Page excerpt.

• • • • • • •

Equity markets could come under further pressure ahead of a U.S. Federal Reserve rate hike, according to UBS Global Research.
In an analysis note, UBS said bond markets are increasingly reflecting the potential for growth to accelerate in the U.S., thereby giving the Fed more wriggle room to resume tightening.
"Over the last two weeks, two- year (bond) rates jumped from 0.7 percent to 0.9 percent roughly. Stronger growth leading rates higher and curves steeper is a key component of our views," UBS said.
However, for the move to stick, UBS stresses that the equity markets also need to rally. However, stocks around the world, reeling from plunging commodity prices, weaker-than-expected corporate earnings results and political events, seem fearful of an earlier-than-expected hike.
UBS warns that the next hike may not trigger as much of an explosion in financial conditions, especially if the Fed is patient enough until a rebound in global growth limits dollar strength.
"Less dollar strength would support oil prices. And less oil weakness would also reduce the downside in US credit. But we are not there yet: markets are still quite pessimistic on growth outside the US, given the ongoing weakness in China-growth-sensitive asset," the research said, adding, that if the Fed forced rate hikes, there is a risk of sell-off in risky assets which could deliver tightening equivalent to a full cycle.

• • • • • • •

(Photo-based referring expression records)
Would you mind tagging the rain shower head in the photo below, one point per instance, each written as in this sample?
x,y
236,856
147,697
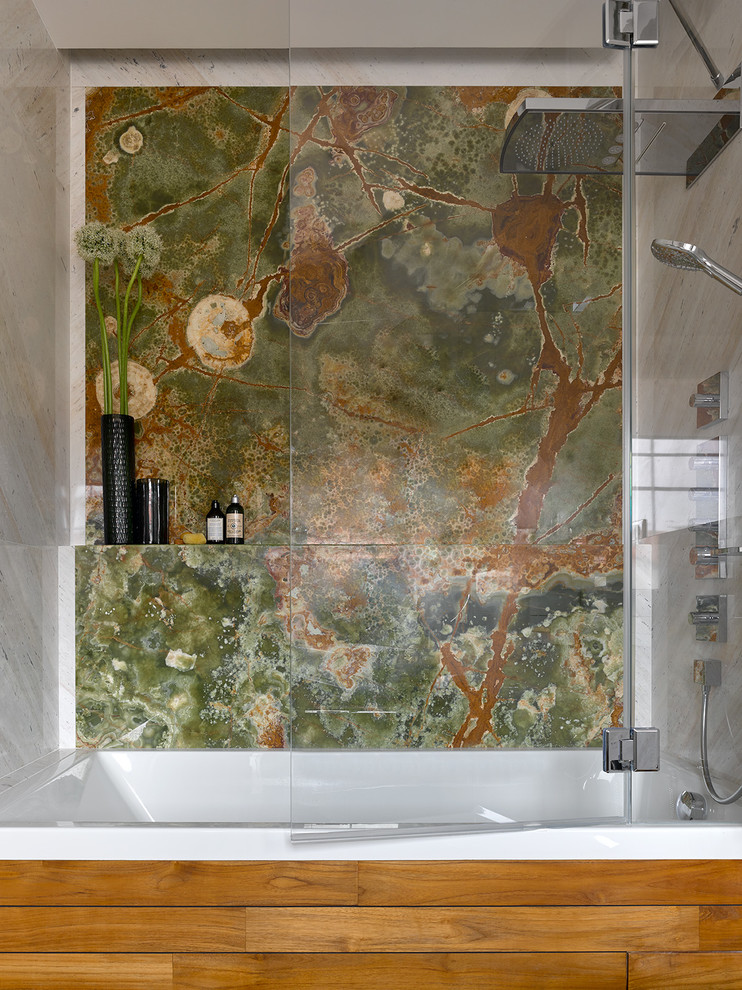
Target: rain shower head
x,y
688,257
580,136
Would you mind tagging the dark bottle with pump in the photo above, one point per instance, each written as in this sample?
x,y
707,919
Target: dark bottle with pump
x,y
235,522
215,524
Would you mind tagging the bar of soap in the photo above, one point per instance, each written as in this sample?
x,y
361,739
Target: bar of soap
x,y
194,538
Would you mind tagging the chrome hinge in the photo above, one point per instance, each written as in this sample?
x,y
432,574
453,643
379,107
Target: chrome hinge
x,y
631,23
630,749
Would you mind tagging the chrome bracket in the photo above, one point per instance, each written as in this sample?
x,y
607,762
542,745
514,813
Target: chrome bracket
x,y
631,23
630,749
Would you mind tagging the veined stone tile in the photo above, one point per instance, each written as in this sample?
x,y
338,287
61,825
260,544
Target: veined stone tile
x,y
453,646
28,605
446,341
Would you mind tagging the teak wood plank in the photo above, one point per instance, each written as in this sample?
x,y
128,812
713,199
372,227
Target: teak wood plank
x,y
476,929
434,971
685,971
522,882
177,883
720,927
85,972
114,929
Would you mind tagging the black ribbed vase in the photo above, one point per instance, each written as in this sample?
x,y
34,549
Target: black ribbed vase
x,y
117,462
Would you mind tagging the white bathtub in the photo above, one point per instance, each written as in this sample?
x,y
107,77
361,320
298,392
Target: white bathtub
x,y
236,805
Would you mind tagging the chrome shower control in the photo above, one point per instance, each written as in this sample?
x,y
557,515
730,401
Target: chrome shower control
x,y
691,807
701,555
703,618
710,618
700,400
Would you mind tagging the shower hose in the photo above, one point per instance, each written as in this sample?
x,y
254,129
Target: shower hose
x,y
704,755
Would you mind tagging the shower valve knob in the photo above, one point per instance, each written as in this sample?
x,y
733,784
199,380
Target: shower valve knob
x,y
704,400
703,618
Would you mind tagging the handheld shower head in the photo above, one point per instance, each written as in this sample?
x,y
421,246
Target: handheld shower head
x,y
688,257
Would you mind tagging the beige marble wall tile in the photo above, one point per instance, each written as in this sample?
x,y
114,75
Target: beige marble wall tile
x,y
33,382
29,726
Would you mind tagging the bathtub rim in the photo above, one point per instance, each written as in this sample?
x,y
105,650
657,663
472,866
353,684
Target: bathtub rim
x,y
681,841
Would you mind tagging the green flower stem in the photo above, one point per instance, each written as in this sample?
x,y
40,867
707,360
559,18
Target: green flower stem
x,y
124,337
105,356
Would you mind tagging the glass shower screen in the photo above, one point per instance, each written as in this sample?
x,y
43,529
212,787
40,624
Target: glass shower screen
x,y
454,586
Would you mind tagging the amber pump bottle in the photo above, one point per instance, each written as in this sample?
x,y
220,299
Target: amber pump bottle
x,y
235,522
215,524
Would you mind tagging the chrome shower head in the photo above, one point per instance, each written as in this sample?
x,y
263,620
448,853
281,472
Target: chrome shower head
x,y
688,257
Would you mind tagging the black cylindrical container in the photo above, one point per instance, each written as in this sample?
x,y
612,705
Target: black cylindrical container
x,y
235,522
215,531
152,504
117,465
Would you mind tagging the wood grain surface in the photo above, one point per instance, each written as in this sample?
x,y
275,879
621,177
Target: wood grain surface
x,y
683,971
177,883
487,929
433,971
85,972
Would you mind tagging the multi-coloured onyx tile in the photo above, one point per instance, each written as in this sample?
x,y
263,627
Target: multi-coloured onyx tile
x,y
455,332
456,366
439,345
209,372
390,646
453,647
179,648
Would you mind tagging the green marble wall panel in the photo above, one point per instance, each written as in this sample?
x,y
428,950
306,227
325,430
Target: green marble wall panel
x,y
210,379
462,381
179,648
448,647
439,347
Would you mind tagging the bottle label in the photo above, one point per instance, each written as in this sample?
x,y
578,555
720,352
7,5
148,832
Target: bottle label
x,y
234,526
214,530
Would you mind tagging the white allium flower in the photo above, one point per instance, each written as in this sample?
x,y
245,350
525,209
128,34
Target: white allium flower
x,y
144,242
97,240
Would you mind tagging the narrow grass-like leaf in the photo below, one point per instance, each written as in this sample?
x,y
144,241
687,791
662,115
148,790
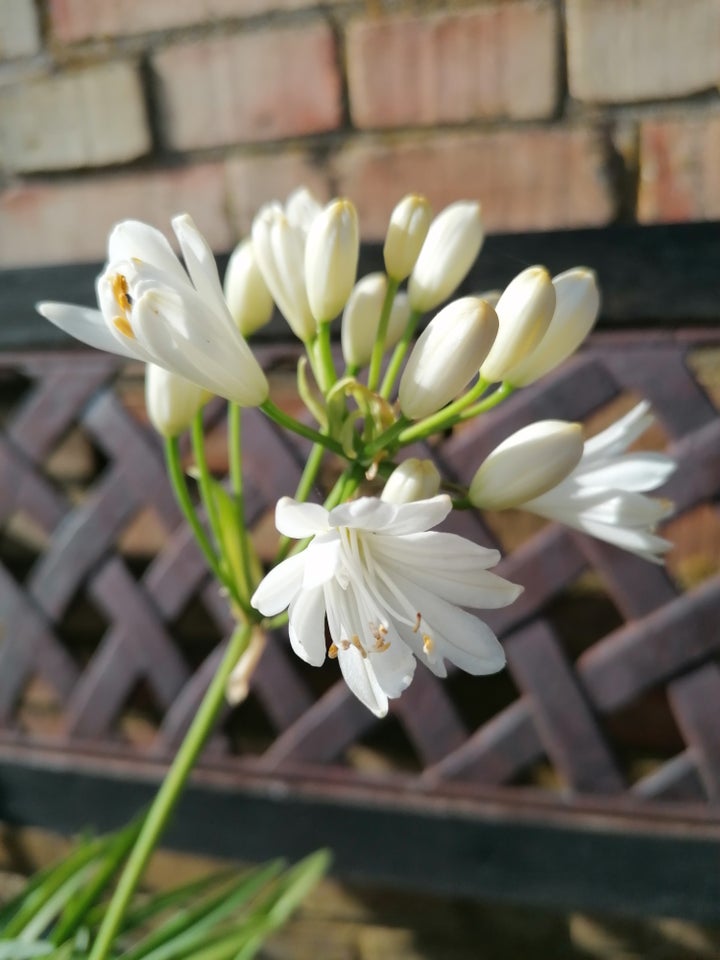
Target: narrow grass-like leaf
x,y
75,913
46,885
191,926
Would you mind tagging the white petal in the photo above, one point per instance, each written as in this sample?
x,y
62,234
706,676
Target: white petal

• • • • • • •

Apply what you read.
(a) Can you reproduce the portion of the UBS market note that opens with the words containing "UBS warns that" and closes with "limits dollar strength."?
(b) What does the UBS market note say, in two sentences?

Results for each task.
(a)
UBS warns that the next hike may not trigger as much of an explosion in financial conditions, especially if the Fed is patient enough until a rebound in global growth limits dollar strength.

(b) UBS Global Research says equity markets could come under further pressure ahead of a Fed rate hike, as bond markets increasingly reflect stronger U.S. growth that gives the Fed room to resume tightening, while stocks seem fearful of an earlier-than-expected hike. UBS notes the next hike may not trigger as much of an explosion in financial conditions if the Fed waits until a rebound in global growth limits dollar strength, but forced hikes risk a sell-off in risky assets.